--- DIRECTION ---
Show every line of the items below that contains the word "airplane". Case counts.

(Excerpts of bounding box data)

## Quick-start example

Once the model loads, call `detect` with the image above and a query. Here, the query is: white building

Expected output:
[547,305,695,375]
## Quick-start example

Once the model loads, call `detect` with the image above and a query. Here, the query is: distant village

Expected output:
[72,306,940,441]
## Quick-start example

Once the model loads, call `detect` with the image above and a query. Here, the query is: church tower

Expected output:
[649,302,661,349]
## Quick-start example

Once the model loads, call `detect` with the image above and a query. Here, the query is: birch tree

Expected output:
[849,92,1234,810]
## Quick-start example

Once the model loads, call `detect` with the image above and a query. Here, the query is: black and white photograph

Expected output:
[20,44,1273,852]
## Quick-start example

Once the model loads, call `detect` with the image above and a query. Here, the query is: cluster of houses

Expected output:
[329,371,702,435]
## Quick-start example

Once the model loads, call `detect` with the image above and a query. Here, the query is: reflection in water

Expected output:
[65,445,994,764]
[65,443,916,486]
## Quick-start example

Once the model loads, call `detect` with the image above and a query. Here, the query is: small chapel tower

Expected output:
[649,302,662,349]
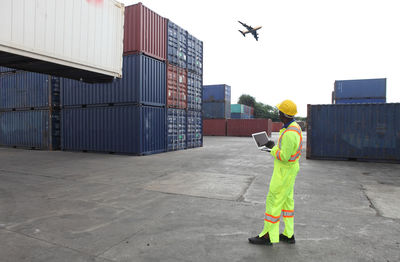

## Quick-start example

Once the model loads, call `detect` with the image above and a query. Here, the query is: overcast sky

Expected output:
[121,0,400,116]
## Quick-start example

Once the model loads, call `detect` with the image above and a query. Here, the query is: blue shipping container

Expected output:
[167,108,187,151]
[167,20,187,69]
[335,98,386,104]
[61,54,167,107]
[61,106,166,155]
[334,78,386,102]
[307,103,400,162]
[187,110,203,148]
[187,33,203,75]
[187,72,203,111]
[0,110,60,150]
[203,85,231,103]
[0,71,60,110]
[203,102,231,119]
[0,66,19,74]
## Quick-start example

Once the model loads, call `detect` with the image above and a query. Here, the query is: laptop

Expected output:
[252,131,271,152]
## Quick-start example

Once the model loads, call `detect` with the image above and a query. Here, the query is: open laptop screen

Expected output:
[253,132,268,147]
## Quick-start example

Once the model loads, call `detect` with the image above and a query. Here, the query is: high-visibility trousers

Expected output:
[259,163,299,243]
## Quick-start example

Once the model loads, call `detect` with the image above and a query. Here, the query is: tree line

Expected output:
[238,94,307,122]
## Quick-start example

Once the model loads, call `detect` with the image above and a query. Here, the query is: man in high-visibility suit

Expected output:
[249,100,302,245]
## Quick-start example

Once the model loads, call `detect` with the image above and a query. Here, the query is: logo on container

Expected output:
[86,0,104,5]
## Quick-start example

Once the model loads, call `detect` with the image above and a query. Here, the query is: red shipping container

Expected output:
[167,64,187,109]
[226,118,272,136]
[124,3,168,61]
[271,122,283,132]
[203,119,226,136]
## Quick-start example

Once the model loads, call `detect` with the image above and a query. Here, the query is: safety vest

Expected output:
[276,124,303,162]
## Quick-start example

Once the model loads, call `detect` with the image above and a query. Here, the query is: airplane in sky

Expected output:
[238,21,262,41]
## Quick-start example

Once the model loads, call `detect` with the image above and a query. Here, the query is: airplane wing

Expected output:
[238,21,253,31]
[251,31,258,41]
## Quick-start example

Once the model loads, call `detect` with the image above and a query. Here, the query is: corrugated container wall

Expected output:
[167,64,188,109]
[226,118,272,136]
[167,108,187,151]
[167,20,187,69]
[187,33,203,75]
[0,110,60,150]
[333,78,386,104]
[186,110,203,148]
[61,54,166,107]
[187,72,203,111]
[124,3,168,61]
[61,106,166,155]
[0,0,124,82]
[271,122,283,132]
[203,119,226,136]
[0,69,60,110]
[203,85,231,103]
[203,102,231,119]
[307,103,400,163]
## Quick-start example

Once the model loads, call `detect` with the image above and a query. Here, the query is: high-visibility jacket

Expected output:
[271,122,303,166]
[259,122,303,243]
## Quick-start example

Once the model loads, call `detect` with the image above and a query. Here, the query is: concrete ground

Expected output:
[0,134,400,262]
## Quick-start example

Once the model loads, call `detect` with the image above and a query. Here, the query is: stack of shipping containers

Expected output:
[186,26,203,148]
[231,104,254,119]
[307,79,400,163]
[61,3,203,155]
[0,67,60,150]
[0,3,203,155]
[203,84,231,136]
[167,20,203,151]
[61,4,167,155]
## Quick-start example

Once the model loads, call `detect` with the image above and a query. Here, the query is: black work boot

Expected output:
[279,234,296,244]
[249,236,272,246]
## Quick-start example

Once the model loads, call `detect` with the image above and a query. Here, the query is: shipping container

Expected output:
[231,104,254,119]
[187,72,203,111]
[61,54,166,107]
[61,106,166,155]
[203,102,231,119]
[203,85,231,102]
[167,108,187,151]
[167,20,187,69]
[187,33,203,75]
[333,78,386,103]
[203,118,226,136]
[335,98,386,104]
[307,103,400,163]
[186,110,203,148]
[226,118,272,136]
[167,64,188,109]
[230,113,253,119]
[124,3,168,61]
[0,69,60,111]
[0,110,60,150]
[231,104,244,114]
[0,0,124,82]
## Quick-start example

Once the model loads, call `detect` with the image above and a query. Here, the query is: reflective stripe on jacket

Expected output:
[271,122,303,163]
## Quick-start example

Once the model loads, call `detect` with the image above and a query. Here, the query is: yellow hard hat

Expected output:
[276,99,297,117]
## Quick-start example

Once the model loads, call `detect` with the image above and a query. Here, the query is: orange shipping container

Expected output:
[124,3,168,61]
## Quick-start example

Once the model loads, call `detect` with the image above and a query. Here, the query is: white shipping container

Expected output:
[0,0,124,82]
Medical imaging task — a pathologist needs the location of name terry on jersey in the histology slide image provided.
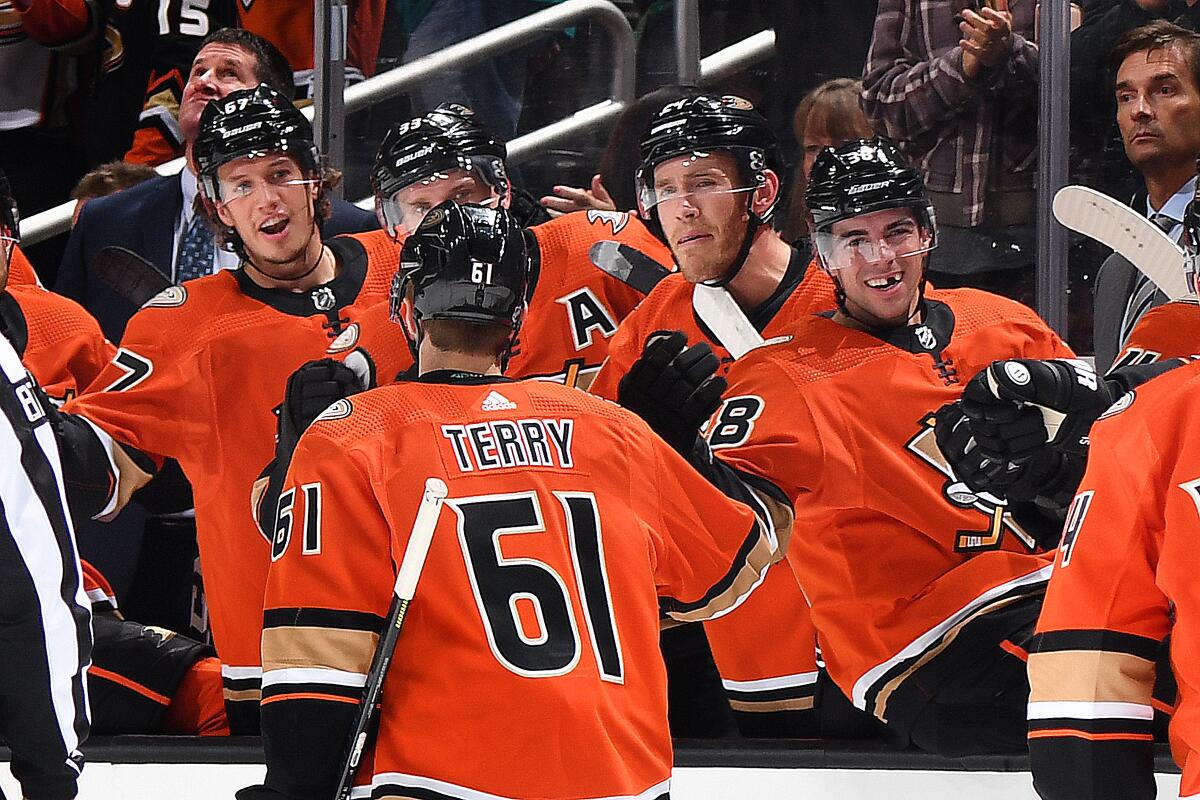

--- EXERCISE RESULT ---
Once the model loads, call `detect` with the image above and a query. Here, the query is: airplane in sky
Once the model loads, call `detect` with the image above and a query. Here, the query is: airplane wing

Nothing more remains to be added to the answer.